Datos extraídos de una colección
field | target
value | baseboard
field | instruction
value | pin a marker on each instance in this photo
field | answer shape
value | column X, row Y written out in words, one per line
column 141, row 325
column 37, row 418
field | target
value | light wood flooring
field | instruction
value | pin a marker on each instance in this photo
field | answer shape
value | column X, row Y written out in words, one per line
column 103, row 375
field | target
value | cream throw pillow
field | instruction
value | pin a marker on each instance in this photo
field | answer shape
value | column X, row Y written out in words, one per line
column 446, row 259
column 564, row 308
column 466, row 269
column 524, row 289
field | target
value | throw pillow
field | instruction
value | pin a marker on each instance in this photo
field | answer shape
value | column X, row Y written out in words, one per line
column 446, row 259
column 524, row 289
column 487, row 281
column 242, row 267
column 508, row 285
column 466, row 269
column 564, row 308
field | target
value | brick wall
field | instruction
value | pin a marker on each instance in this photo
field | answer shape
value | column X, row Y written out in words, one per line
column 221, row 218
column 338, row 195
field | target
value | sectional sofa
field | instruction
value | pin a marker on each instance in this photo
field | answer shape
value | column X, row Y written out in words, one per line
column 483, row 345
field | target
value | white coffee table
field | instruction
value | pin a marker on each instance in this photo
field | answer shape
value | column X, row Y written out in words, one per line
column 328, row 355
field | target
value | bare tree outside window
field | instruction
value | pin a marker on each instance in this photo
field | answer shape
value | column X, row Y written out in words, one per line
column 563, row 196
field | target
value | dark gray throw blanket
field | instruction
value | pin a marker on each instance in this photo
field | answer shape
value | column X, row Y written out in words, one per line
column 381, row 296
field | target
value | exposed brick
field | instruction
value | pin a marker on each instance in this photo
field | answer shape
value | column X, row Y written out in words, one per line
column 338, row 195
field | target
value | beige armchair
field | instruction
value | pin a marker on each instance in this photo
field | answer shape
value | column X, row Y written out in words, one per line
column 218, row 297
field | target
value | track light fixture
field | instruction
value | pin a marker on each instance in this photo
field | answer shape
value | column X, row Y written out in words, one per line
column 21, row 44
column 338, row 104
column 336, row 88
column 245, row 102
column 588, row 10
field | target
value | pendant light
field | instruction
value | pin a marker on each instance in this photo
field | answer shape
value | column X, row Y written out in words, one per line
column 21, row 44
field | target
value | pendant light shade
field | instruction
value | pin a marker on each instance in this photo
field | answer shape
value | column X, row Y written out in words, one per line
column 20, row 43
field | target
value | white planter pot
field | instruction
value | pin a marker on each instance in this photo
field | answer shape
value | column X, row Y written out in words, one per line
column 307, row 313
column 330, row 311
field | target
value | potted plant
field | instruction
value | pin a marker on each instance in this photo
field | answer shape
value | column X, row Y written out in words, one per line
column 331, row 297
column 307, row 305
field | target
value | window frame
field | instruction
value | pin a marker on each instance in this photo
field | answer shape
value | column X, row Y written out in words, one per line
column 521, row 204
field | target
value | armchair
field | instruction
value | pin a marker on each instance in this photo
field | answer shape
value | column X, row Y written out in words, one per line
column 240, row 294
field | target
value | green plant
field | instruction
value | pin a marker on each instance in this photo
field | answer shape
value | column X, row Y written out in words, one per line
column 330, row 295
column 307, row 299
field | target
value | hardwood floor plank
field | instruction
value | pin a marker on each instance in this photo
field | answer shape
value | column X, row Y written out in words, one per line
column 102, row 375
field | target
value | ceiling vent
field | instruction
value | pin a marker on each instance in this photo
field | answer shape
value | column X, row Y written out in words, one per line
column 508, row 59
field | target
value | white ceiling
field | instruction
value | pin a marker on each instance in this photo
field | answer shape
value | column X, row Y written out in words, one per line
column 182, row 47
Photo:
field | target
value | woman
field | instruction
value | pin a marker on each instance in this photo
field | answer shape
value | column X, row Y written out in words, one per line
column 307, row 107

### En qué consiste
Devuelve todas las líneas de las filas de arriba sin cambiar nada en ninguna de ellas.

### Resultado
field | target
value | baseboard
field | instruction
value | pin a marker on each instance in this photo
field | answer shape
value | column X, row Y written out in words, one per line
column 141, row 325
column 37, row 418
field | target
value | light wood flooring
field | instruction
value | pin a marker on each instance in this photo
field | answer shape
value | column X, row Y written out in words, one per line
column 103, row 375
field | target
value | cream throw pillow
field | instruction
value | pin a marker on each instance in this photo
field | answer shape
value | column X, row Y written out in words, one per line
column 446, row 259
column 564, row 308
column 466, row 269
column 524, row 289
field | target
value | throw pillow
field | instruction
value | pin a marker on each instance in this photo
field | answer shape
value | column X, row Y written out in words, one per line
column 446, row 259
column 524, row 289
column 487, row 281
column 242, row 267
column 508, row 285
column 466, row 269
column 564, row 308
field | target
value | brick wall
field | instruction
value | pin a marker on each instance in this photo
field | answer shape
value | column X, row Y written out in words, one per line
column 221, row 218
column 338, row 195
field | target
value | sectional sofa
field | instruction
value | pin a marker on each instance in this photo
field | answer shape
value | column X, row Y written out in words, one per line
column 483, row 345
field | target
value | white coffee table
field | instruction
value | pin a marker on each instance in this photo
field | answer shape
value | column X, row Y written out in words, one per line
column 328, row 355
field | target
value | bare tree outside window
field | instruction
value | pin a marker on each instance in this photo
field | answer shape
value | column X, row Y written out in words, one per line
column 563, row 196
field | target
value | dark gray throw blanket
field | instruction
value | pin a marker on each instance in this photo
field | answer shape
value | column X, row Y written out in words, one per line
column 381, row 296
field | target
value | exposed brick
field | instruction
value | pin a marker on each instance in this photo
field | answer shape
value | column X, row Y written out in words, one per line
column 338, row 195
field | target
value | beige armchair
field | instruction
value | pin a marker on each instance in this photo
field | answer shape
value | column X, row Y written out in words, one per line
column 218, row 297
field | target
value | track light fixture
field | instruction
value | pin a marker on each instance in this photo
field | answer shape
value | column X, row Y written out in words, one per line
column 21, row 44
column 338, row 104
column 336, row 88
column 245, row 102
column 588, row 10
field | target
value | pendant light
field | instruction
value | pin a marker on each instance in this photo
field | answer shape
value | column X, row Y written out in words, one per line
column 21, row 44
field | target
value | pendant light shade
field | instruction
value | pin a marker on each instance in this photo
field | answer shape
value | column X, row Y written out in words, one per line
column 20, row 43
field | target
value | white planter pot
field | instruction
value | pin a marker on each instance in this photo
field | answer shape
value | column X, row Y written out in words, one per line
column 307, row 313
column 330, row 311
field | target
value | potted plant
field | instruction
value | pin a marker on each instance in this photo
field | answer shape
value | column X, row Y written out in words, one per line
column 331, row 297
column 307, row 305
field | target
value | window frame
field | instruction
value | pin a marker on each instance in this photo
field | answer shape
value | column X, row Y written out in words, one per line
column 521, row 204
field | target
value | armchair
field | instruction
value | pin a marker on each instance in this photo
field | answer shape
value | column X, row Y written out in words, one per line
column 240, row 294
field | target
value | green plant
field | instruction
value | pin a marker on each instance in this photo
field | answer shape
value | column X, row Y written out in words, one per line
column 330, row 295
column 307, row 299
field | target
value | hardwood floor plank
field | instruction
value | pin a marker on each instance in this photo
field | answer shape
value | column X, row Y written out in words, one per line
column 102, row 375
field | target
value | ceiling vent
field | instruction
value | pin a marker on each instance in this photo
field | answer shape
value | column X, row Y written out in words, one per line
column 508, row 59
field | target
value | white ceiling
field | instruction
value | pin a marker on each instance in this photo
field | answer shape
value | column X, row Y written out in words, one per line
column 182, row 47
Photo:
field | target
value | woman
field | instruction
value | pin a marker on each instance in this photo
field | answer shape
value | column X, row Y written out in words, one per line
column 307, row 107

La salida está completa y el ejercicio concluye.